═══ Document

Though the roar of fanboy discontent stirred by the first announcement of an American remake has since died to a murmur, those haunted by Tomas Alfredson’s Right One, which won the San Francisco Film Critics Circle’s Best Foreign Film award, remain wary of Hollywood tampering. Co-star Richard Jenkins understands.
 
“There’s nothing wrong with the original,” says Jenkins, 63, the 2009 Oscar nominee (for The Visitor) who plays The Father, Abby’s mysterious guardian in Let Me In. “It’s brilliant.” In fact, the best reason for doing a remake, he says, isn’t to correct someone else’s mistakes. “It’s usually because you love the original, and you have something else you want to say.
 
“Something about the relationship between Abby and [Owen, the lonely 12-year-old played by Kodi Smit-McPhee] spoke to Matt. I asked him if he understood how big a risk he was taking, remaking this much-beloved movie, but Let Me In was something he needed to do.”
 
Reeves, co-creator of TV’s Felicity and director of the 2008 creature feature Cloverfield, makes no secret of his admiration for the original, and notes that the striking similarities between his film and Alfredson’s can be attributed to a common inspiration – John Ajvide Lindqvist’s 2004 novel.
 
“The screenplay for the original was Lindqvist’s, and he did an amazing job,” says Reeves, 44, who wrote Let Me In and never hesitated to add his own ideas. “A lot of the scenes in both films are taken verbatim from the book. I wasn’t going to change them just for the sake of being different.”
 
Despite his respect for Alfredson’s version, Reeves told his cast and crew not to watch Let the Right One In – a sensible request, really, considering that the original, still fresh in the minds of audiences worldwide, already cast a long enough shadow without the remake actors allowing it to inform their own choices.

══════
═══ Dataset content

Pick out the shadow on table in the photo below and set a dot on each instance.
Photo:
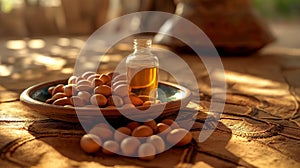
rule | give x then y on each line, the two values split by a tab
58	142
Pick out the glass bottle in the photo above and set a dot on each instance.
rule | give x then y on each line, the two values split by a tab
142	69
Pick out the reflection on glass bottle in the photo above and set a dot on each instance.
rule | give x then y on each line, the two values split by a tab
142	69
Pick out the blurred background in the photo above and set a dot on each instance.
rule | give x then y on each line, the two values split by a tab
34	18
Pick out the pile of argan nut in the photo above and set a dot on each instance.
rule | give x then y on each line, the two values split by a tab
144	140
96	90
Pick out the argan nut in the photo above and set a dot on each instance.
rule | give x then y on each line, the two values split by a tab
163	129
142	131
146	151
132	125
50	89
117	83
170	123
121	90
77	101
92	77
87	88
130	145
79	79
58	88
85	96
179	137
105	79
70	90
63	101
49	101
152	124
103	89
121	133
98	99
87	74
115	101
58	96
157	142
72	80
147	103
110	147
84	82
90	143
102	132
97	82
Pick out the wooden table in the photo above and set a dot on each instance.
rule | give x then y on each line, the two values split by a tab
259	127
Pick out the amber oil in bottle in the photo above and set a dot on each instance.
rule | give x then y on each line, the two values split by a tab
142	70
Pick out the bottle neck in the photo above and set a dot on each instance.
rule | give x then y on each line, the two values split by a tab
142	45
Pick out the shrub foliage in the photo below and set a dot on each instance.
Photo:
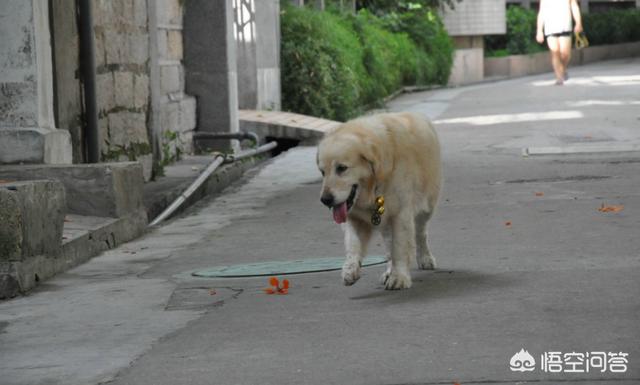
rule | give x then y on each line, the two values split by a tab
334	64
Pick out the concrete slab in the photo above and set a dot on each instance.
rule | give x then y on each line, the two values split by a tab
584	149
103	189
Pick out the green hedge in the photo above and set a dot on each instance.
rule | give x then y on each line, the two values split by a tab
610	27
333	65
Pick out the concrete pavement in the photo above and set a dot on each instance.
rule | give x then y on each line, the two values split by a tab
526	261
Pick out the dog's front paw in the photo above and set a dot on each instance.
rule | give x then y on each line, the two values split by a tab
394	279
427	262
350	273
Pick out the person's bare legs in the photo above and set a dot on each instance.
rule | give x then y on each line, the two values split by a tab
564	43
556	59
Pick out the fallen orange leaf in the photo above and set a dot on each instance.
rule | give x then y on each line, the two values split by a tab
610	209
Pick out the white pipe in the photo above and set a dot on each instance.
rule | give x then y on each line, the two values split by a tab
217	161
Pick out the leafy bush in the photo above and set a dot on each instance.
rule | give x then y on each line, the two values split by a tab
334	64
322	67
388	57
426	29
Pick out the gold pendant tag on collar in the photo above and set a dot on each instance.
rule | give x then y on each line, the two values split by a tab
376	217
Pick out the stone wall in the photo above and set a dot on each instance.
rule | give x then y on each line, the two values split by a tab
27	129
177	111
122	77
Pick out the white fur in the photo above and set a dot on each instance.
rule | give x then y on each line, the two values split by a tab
397	156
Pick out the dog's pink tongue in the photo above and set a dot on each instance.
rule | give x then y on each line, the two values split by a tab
340	213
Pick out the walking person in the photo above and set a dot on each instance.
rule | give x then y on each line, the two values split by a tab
555	19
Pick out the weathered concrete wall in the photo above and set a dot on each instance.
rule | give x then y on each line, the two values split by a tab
102	190
268	55
177	110
122	76
477	17
245	37
26	87
33	214
33	217
468	66
210	64
68	88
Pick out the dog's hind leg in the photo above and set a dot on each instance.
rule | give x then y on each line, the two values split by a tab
403	248
425	260
356	240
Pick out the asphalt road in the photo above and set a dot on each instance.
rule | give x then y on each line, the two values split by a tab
526	261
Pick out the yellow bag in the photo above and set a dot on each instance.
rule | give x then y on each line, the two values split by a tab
581	40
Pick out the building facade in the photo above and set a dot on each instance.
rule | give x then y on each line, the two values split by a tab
151	91
467	23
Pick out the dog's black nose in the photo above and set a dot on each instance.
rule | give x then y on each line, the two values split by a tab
327	200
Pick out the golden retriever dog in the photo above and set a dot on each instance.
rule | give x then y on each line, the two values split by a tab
382	172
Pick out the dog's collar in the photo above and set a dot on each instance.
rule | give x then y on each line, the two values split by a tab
376	216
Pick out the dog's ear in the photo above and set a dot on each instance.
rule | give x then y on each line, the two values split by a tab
378	159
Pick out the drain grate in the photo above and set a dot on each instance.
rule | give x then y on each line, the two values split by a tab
302	266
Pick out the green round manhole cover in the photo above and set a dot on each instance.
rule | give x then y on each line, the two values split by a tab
282	267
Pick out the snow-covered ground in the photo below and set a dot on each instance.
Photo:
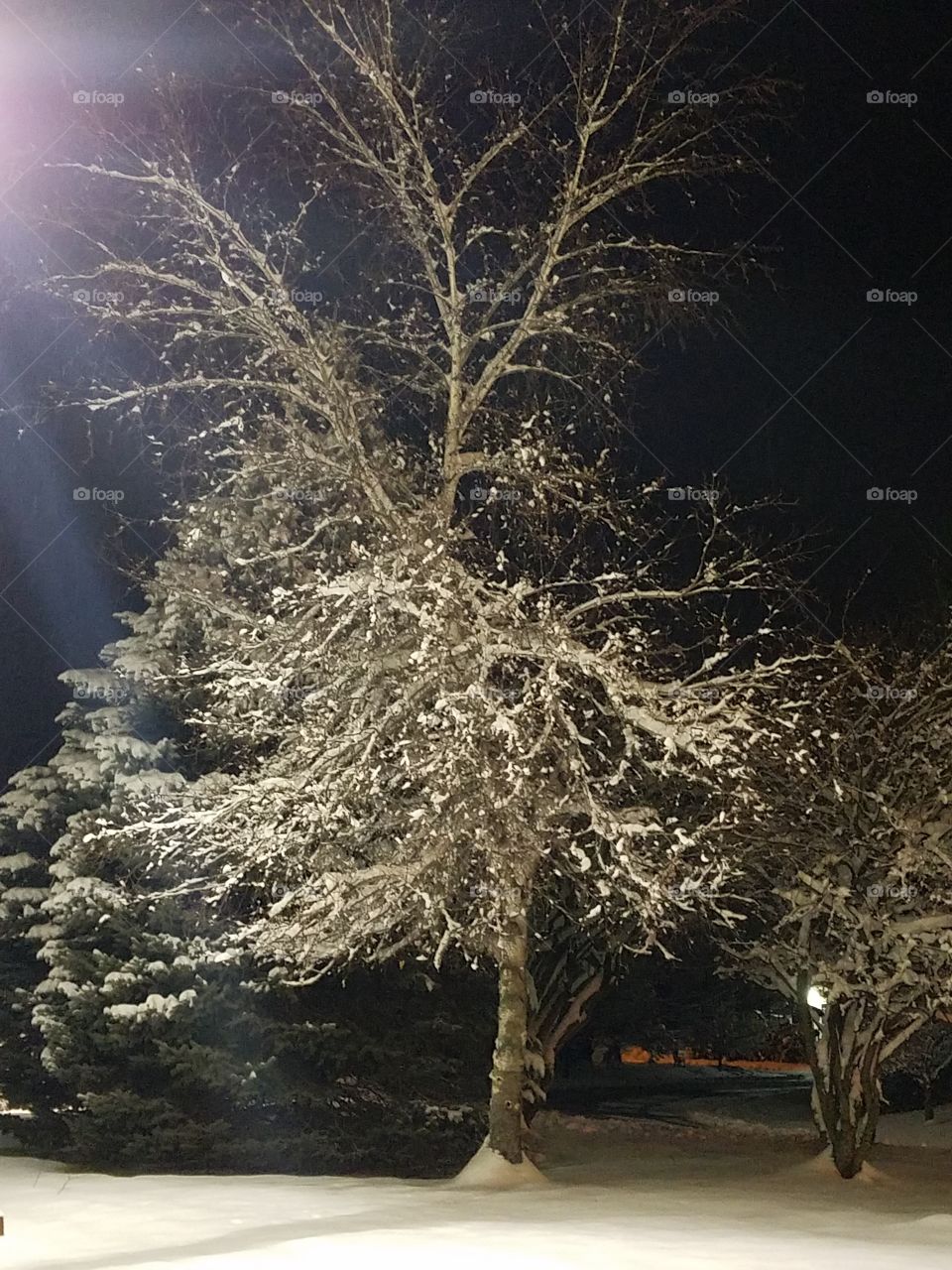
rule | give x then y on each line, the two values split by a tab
620	1194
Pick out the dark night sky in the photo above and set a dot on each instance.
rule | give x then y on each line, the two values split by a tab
814	394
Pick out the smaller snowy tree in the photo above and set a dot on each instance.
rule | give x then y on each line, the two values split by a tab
924	1057
849	876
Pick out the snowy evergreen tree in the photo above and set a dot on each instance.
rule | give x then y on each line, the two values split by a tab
164	1047
448	661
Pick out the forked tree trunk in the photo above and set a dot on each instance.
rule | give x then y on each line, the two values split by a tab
844	1060
507	1125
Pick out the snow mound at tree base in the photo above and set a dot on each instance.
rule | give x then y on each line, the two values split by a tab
823	1164
494	1171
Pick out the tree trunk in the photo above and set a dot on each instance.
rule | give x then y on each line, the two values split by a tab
844	1061
928	1100
507	1125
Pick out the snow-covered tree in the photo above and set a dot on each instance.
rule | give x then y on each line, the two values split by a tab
924	1057
851	876
453	663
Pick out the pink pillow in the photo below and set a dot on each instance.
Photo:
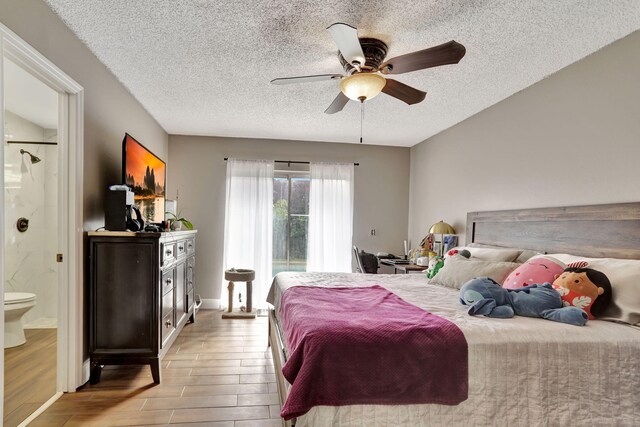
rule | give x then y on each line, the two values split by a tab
536	270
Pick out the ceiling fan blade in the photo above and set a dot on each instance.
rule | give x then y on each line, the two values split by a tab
446	53
337	104
306	79
346	38
403	92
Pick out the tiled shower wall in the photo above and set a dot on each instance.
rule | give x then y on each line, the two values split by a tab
31	192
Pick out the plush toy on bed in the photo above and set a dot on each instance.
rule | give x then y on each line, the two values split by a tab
574	297
584	288
437	262
486	297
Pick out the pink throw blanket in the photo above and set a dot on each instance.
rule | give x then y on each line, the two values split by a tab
350	346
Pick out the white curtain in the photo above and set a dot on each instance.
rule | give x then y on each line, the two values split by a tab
248	226
330	217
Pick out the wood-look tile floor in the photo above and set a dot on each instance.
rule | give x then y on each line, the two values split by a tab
29	375
218	373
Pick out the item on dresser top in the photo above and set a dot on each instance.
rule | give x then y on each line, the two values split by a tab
624	275
539	269
458	270
486	297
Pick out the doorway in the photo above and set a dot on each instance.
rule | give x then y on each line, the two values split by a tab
41	229
31	273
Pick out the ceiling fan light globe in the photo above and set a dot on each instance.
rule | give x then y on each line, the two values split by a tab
362	85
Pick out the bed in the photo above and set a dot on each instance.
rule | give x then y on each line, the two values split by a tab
521	371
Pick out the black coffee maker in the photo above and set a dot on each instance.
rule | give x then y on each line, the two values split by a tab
120	213
134	224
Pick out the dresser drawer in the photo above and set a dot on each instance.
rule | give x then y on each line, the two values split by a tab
181	248
190	300
167	303
190	272
167	280
168	253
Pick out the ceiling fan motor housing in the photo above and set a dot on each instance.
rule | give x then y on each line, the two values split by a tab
374	51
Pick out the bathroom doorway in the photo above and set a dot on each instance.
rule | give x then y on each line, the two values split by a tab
31	242
41	121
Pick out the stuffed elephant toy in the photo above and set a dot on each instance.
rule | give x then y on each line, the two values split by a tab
485	297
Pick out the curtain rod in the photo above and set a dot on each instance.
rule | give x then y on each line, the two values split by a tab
32	142
292	161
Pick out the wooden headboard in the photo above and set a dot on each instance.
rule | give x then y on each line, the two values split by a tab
611	230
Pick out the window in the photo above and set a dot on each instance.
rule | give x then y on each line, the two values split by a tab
290	222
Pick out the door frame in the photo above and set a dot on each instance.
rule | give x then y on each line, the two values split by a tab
70	372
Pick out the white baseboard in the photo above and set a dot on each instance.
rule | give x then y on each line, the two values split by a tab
41	409
210	304
86	370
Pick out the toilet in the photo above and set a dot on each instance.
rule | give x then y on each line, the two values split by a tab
16	304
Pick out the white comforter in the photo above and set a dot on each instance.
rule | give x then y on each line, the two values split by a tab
522	371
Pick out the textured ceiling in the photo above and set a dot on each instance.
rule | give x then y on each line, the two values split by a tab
29	98
202	67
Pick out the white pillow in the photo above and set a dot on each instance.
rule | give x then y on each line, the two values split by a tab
624	275
458	270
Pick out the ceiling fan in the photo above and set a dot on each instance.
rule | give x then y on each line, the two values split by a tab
362	60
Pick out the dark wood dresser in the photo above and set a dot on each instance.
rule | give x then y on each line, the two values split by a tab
141	294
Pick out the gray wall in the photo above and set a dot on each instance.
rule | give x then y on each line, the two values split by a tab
571	139
109	109
197	170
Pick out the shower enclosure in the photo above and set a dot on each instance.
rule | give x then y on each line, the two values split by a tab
31	235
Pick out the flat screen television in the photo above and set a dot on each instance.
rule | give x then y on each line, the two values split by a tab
145	174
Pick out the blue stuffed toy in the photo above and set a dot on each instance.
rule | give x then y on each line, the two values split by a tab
486	297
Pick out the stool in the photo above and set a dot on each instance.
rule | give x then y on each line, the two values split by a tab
240	275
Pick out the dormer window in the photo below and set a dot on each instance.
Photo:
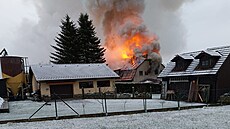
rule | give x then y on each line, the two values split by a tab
207	60
182	62
205	63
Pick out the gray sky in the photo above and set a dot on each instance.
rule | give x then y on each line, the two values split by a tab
28	28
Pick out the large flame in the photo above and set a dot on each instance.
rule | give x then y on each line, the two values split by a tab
126	38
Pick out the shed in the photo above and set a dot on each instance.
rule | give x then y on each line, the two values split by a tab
200	76
72	80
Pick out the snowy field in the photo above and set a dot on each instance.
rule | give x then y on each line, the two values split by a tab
199	118
24	109
1	101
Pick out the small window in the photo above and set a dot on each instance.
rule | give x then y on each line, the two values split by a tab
205	63
141	73
103	83
88	84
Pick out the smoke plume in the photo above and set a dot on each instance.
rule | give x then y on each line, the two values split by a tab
124	31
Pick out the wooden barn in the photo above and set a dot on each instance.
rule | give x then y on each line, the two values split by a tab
200	76
72	80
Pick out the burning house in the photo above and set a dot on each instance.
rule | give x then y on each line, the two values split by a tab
201	76
131	49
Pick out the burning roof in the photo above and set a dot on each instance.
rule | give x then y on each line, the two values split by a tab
127	39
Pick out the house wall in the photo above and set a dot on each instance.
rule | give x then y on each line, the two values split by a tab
223	81
144	67
45	87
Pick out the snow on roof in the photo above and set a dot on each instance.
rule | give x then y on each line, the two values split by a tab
184	56
72	72
222	52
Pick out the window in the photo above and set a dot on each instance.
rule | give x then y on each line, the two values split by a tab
88	84
205	63
140	73
103	83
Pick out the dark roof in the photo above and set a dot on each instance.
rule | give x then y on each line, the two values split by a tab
126	75
185	57
72	72
222	52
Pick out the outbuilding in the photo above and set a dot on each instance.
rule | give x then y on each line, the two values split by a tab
200	76
72	80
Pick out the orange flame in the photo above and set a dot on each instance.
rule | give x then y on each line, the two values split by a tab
128	49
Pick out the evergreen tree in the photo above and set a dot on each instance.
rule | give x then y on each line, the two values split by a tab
67	47
92	52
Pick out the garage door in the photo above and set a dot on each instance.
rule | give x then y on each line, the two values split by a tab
64	91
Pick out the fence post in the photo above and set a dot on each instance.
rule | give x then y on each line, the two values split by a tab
55	101
106	113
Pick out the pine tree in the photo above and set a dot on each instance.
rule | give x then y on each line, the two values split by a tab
93	52
67	47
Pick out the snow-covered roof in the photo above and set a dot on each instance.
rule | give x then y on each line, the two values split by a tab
183	56
222	52
72	72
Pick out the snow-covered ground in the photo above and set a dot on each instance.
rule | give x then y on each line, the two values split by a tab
1	101
24	109
199	118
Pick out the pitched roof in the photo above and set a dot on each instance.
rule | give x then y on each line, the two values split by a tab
185	57
72	72
223	52
128	73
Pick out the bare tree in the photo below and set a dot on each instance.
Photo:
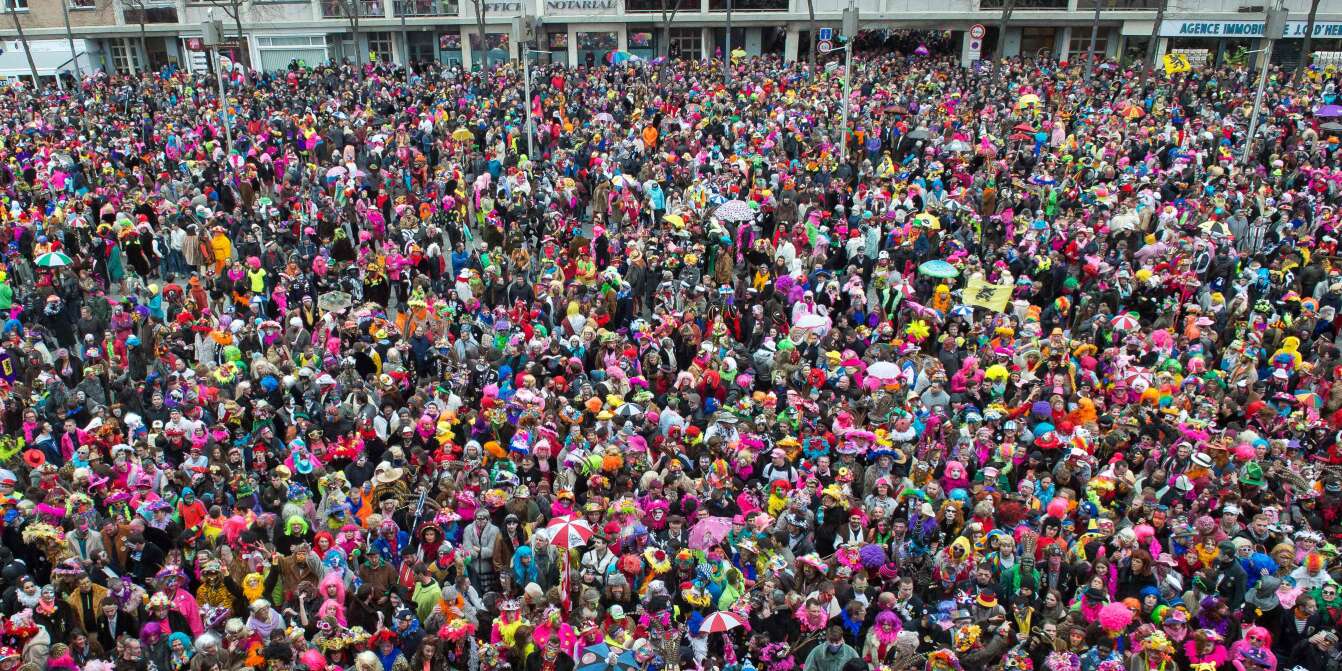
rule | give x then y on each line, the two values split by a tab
1149	63
1008	7
811	53
141	11
483	36
1309	40
23	39
664	43
352	10
234	10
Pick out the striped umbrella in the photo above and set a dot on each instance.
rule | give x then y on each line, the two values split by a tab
719	623
569	532
1125	322
53	261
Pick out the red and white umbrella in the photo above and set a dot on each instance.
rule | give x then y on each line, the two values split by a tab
1125	322
569	532
718	623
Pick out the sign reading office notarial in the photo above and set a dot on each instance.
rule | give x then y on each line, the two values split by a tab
1244	30
583	7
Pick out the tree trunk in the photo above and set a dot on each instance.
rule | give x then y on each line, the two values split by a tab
1309	40
479	28
23	39
1149	62
664	47
1008	7
811	51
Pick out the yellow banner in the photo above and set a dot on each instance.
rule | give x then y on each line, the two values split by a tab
1176	63
981	294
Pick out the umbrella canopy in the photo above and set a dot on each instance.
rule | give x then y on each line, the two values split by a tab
734	211
709	532
812	321
53	261
601	658
885	371
938	269
1125	322
569	532
334	301
719	622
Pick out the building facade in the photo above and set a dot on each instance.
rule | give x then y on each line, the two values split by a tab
133	35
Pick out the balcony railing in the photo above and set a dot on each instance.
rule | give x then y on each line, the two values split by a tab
1119	6
427	8
1024	4
341	8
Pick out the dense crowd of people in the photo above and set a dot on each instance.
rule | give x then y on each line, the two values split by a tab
1040	377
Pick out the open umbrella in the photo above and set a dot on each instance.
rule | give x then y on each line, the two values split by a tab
938	269
53	261
719	622
709	532
734	211
601	658
812	321
885	371
1125	322
334	301
569	532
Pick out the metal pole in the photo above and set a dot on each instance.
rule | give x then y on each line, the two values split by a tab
526	104
847	97
223	102
70	38
1258	95
1090	51
726	51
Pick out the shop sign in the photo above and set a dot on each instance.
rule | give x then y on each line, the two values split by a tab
1251	30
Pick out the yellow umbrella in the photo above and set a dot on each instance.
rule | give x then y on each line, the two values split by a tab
929	222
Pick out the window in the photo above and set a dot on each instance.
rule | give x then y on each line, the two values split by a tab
150	15
427	8
1079	44
686	43
125	58
380	46
749	6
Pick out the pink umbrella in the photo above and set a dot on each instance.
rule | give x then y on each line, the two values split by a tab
719	623
569	532
707	532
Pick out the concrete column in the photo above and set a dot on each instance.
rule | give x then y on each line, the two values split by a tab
791	43
1011	48
969	51
754	40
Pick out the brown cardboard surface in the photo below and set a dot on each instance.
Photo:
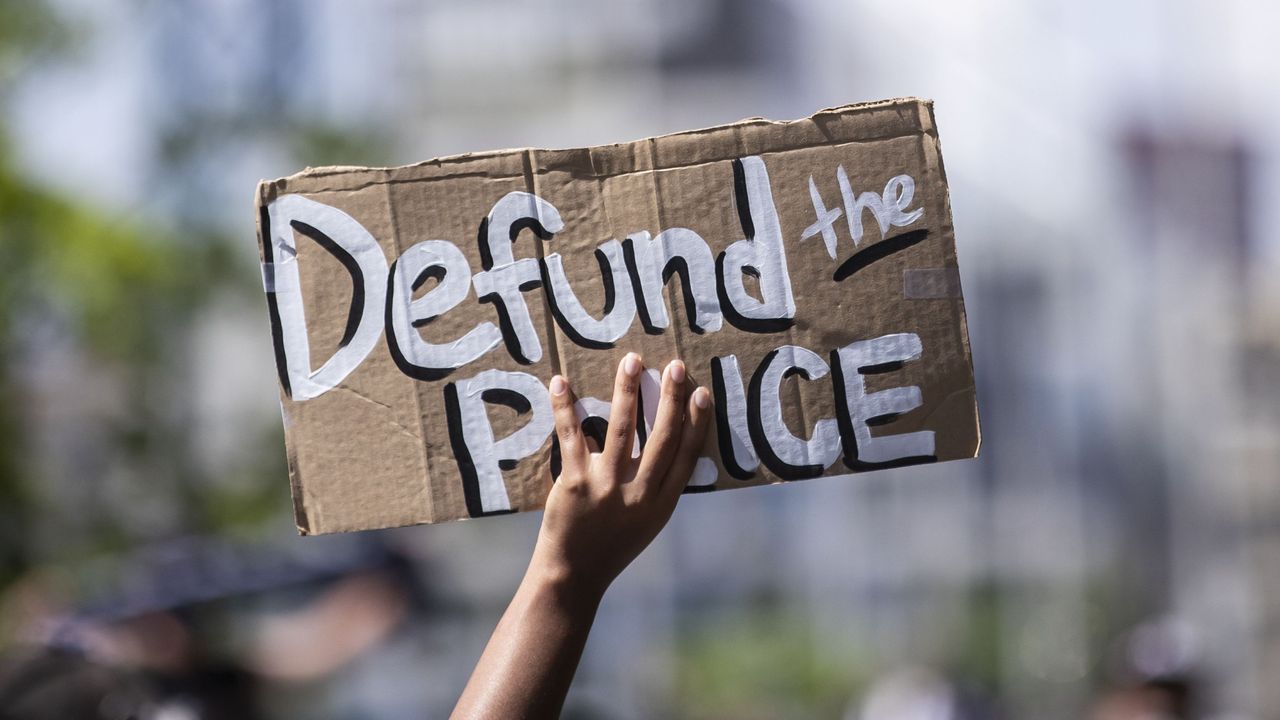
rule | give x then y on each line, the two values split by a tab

══════

▶ [Aim of the task]
Answer these questions from the article about the Let Me In remake above.
1. Which part does Richard Jenkins play in Let Me In?
2. Whose novel is the common inspiration for both films, and in what year was it published?
3. What did Reeves tell his cast and crew not to do?

▶ [Solution to this task]
1. The Father, Abby's mysterious guardian.
2. John Ajvide Lindqvist's novel, from 2004.
3. Not to watch Let the Right One In.